Stored data
################
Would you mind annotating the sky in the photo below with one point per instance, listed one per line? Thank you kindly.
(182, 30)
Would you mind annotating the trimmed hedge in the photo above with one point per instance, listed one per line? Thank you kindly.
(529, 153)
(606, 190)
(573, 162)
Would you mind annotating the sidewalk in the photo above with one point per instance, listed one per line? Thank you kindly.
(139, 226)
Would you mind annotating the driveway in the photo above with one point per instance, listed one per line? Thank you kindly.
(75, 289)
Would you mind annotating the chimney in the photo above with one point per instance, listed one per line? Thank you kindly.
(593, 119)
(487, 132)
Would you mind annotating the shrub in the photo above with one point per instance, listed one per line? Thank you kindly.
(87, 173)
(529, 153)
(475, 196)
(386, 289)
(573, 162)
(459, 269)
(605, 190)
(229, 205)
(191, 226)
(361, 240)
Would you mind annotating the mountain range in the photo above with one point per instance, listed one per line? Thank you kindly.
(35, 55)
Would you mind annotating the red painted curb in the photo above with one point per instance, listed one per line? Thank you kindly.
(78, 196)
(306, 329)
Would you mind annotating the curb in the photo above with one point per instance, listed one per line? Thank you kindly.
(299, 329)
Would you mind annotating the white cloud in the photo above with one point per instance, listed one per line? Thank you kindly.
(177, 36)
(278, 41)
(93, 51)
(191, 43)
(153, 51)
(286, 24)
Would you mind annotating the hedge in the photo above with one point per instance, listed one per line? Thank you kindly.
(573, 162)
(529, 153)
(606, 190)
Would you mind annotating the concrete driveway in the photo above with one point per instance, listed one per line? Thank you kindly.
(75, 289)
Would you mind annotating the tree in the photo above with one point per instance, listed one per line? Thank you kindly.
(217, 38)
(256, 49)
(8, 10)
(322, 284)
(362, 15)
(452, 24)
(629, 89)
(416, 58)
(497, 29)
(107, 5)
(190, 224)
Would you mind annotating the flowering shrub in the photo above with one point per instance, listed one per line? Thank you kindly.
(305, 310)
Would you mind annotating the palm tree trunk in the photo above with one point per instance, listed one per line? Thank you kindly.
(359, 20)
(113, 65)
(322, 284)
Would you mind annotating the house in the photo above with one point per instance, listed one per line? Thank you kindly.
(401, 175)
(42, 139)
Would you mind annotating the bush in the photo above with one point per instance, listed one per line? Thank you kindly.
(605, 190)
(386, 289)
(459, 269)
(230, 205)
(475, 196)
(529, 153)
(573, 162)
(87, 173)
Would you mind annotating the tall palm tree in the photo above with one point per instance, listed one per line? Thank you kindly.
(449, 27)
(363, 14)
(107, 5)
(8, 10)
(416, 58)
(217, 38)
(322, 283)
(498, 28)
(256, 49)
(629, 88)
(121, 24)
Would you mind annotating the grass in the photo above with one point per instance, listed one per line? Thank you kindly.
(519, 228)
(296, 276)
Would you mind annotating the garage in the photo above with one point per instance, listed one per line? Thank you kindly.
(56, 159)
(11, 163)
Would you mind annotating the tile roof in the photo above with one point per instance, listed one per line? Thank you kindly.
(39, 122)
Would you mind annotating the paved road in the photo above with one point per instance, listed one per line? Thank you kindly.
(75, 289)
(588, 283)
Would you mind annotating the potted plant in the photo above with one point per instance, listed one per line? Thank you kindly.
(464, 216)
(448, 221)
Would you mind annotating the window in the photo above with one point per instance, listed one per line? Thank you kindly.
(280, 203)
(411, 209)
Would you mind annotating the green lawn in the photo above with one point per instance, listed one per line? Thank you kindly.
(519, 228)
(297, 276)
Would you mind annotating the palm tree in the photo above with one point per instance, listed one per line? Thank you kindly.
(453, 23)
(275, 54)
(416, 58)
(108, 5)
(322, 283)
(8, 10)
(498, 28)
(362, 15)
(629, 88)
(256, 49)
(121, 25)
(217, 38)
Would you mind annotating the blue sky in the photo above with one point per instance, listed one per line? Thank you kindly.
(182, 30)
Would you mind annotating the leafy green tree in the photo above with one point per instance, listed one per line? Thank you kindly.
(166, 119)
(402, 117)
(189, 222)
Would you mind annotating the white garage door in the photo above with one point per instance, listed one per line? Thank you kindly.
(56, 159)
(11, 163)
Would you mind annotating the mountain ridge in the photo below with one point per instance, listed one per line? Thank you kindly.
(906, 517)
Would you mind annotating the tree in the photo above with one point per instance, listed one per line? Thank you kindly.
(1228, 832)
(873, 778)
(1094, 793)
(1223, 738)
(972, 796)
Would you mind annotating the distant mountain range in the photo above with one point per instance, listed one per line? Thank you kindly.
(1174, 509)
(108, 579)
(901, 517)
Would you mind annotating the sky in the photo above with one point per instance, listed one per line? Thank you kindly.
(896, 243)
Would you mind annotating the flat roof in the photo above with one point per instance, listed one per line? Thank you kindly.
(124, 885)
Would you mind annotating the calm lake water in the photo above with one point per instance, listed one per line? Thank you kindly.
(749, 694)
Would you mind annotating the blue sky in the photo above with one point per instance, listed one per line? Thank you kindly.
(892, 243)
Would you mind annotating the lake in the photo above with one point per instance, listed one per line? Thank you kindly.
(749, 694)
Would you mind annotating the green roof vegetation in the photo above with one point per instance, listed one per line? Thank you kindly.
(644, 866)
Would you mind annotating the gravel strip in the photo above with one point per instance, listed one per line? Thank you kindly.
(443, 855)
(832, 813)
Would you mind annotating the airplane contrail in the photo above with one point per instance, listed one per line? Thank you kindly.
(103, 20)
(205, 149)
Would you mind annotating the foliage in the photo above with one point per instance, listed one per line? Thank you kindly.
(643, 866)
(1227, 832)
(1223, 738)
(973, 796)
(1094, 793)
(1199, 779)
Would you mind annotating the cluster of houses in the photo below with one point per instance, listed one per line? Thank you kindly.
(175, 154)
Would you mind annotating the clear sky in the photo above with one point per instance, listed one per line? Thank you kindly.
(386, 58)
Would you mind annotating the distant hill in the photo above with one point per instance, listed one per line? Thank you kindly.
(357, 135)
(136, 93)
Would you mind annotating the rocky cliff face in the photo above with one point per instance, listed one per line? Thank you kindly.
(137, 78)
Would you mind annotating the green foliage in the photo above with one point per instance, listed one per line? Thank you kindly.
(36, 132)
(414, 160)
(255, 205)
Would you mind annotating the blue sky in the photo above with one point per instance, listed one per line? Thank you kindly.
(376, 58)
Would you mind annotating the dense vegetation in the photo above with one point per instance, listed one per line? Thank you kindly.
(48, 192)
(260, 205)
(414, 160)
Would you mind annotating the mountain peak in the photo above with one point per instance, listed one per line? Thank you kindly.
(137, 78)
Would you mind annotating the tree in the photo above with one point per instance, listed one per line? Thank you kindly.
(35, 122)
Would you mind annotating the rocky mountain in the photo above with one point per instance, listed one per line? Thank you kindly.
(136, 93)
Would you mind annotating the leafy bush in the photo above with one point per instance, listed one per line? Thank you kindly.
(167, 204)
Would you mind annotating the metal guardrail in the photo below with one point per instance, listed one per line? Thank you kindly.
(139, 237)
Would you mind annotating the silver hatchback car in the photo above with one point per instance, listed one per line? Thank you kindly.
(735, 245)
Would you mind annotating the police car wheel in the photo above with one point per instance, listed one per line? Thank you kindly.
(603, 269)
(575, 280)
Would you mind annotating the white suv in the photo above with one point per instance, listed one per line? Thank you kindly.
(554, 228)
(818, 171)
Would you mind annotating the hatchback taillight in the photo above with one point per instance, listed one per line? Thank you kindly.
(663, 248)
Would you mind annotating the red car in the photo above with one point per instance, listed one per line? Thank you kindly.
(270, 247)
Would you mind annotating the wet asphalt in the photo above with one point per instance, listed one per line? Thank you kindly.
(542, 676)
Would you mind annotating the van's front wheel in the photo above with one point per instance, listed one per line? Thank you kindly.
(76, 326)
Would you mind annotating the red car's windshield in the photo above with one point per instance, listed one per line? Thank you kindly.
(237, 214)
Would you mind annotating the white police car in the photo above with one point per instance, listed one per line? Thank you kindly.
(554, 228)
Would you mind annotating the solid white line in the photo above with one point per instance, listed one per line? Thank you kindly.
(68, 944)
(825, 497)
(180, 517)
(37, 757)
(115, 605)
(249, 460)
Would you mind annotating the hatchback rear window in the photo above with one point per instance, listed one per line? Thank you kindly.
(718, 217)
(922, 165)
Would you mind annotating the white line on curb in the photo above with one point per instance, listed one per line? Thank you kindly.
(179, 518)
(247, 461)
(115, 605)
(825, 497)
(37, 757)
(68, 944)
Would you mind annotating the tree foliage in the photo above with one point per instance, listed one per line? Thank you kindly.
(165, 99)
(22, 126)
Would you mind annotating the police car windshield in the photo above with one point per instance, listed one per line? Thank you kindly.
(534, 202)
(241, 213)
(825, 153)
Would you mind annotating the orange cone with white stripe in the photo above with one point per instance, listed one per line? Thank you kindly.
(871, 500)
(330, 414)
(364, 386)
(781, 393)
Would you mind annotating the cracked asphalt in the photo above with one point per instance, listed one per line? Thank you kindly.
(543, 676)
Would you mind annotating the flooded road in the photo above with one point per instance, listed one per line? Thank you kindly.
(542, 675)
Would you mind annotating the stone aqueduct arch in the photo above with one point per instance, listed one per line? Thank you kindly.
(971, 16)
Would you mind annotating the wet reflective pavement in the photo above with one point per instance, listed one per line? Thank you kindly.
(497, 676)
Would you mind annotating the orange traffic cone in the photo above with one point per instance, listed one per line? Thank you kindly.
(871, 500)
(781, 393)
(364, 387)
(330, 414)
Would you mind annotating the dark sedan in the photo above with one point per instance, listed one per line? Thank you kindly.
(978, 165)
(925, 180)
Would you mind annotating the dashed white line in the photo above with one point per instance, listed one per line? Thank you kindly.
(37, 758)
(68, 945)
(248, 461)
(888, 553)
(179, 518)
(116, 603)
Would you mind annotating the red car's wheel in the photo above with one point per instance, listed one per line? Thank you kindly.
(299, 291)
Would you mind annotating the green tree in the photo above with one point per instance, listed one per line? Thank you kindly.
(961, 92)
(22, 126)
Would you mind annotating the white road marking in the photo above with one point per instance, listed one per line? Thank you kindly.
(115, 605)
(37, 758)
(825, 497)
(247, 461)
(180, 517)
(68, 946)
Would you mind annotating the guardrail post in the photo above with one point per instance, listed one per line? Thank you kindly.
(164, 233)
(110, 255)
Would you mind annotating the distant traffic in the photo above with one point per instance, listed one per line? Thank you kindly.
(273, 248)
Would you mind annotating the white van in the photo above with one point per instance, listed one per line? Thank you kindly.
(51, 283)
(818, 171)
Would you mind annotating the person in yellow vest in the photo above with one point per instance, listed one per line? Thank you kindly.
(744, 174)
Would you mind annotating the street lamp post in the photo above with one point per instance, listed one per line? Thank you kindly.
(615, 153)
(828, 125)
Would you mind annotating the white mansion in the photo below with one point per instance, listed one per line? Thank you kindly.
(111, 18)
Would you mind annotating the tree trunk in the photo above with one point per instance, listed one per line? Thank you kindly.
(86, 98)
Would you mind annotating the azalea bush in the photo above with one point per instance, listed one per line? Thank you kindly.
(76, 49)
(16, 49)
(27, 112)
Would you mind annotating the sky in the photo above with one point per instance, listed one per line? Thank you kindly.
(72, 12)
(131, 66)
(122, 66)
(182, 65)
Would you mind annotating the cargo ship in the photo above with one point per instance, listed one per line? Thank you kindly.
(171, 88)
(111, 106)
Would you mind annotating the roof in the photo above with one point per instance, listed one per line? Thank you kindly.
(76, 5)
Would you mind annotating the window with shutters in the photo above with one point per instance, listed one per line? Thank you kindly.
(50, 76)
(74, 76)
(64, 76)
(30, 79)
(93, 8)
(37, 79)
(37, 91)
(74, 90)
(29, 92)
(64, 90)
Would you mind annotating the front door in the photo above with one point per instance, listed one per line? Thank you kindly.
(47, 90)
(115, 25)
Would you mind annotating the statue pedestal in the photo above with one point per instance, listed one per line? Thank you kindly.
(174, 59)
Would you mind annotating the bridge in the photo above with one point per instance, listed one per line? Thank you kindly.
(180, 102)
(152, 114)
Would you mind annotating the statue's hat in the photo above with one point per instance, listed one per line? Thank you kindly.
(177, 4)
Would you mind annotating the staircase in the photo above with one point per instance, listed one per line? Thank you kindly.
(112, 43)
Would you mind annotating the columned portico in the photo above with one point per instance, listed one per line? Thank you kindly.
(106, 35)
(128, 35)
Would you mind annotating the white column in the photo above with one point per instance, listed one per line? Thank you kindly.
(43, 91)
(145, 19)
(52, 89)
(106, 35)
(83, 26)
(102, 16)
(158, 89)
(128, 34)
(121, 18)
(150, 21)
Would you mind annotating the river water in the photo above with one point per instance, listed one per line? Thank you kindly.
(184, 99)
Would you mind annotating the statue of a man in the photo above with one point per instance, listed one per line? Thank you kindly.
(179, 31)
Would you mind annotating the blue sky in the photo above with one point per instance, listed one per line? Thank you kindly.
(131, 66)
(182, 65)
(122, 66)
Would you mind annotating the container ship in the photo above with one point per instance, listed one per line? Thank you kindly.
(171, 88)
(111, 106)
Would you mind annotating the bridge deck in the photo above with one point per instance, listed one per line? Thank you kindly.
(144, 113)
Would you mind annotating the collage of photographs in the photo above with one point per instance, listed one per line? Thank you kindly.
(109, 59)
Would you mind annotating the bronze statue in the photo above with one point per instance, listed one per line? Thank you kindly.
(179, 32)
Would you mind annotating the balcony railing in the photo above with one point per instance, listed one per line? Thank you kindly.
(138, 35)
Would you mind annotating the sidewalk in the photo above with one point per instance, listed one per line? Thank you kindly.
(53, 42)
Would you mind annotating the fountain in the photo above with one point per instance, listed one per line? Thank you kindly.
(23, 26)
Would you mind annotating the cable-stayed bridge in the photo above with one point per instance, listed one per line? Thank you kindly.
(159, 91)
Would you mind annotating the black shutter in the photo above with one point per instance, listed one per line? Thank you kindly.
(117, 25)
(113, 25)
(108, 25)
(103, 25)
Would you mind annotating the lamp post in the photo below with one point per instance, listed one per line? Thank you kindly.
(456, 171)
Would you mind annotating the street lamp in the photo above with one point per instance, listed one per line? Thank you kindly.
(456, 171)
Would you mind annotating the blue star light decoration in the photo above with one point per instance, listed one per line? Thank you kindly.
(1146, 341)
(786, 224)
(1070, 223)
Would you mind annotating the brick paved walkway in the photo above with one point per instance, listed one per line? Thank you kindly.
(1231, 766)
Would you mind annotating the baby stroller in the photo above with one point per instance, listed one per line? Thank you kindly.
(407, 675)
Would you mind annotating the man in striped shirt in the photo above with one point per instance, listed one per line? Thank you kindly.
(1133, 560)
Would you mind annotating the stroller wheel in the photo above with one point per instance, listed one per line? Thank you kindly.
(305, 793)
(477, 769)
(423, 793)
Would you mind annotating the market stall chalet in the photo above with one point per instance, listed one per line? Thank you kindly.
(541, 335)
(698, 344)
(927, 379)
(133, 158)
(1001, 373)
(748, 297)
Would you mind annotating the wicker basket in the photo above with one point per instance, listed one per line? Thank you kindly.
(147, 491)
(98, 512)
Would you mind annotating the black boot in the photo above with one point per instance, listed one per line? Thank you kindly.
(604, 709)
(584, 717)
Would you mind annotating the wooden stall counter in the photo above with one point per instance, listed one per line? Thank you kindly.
################
*WORK REQUIRED*: Nothing but the lines from the line with "Would you mind annotating the wicker" to the last line of the listing above should appear; please retype them exactly, both ends included.

*RESPONSE*:
Would you mind annotating the wicker basket in the photo above with one point per instance, listed one per line? Thank you kindly.
(147, 491)
(98, 512)
Would you mind annotating the black boot in the photo above with one point per instance, listed one per line? Thank you kindly.
(604, 709)
(584, 717)
Would you mind annotating the wooden stall counter in the photo above with one point per instance, listed one per line? Thank you kindly.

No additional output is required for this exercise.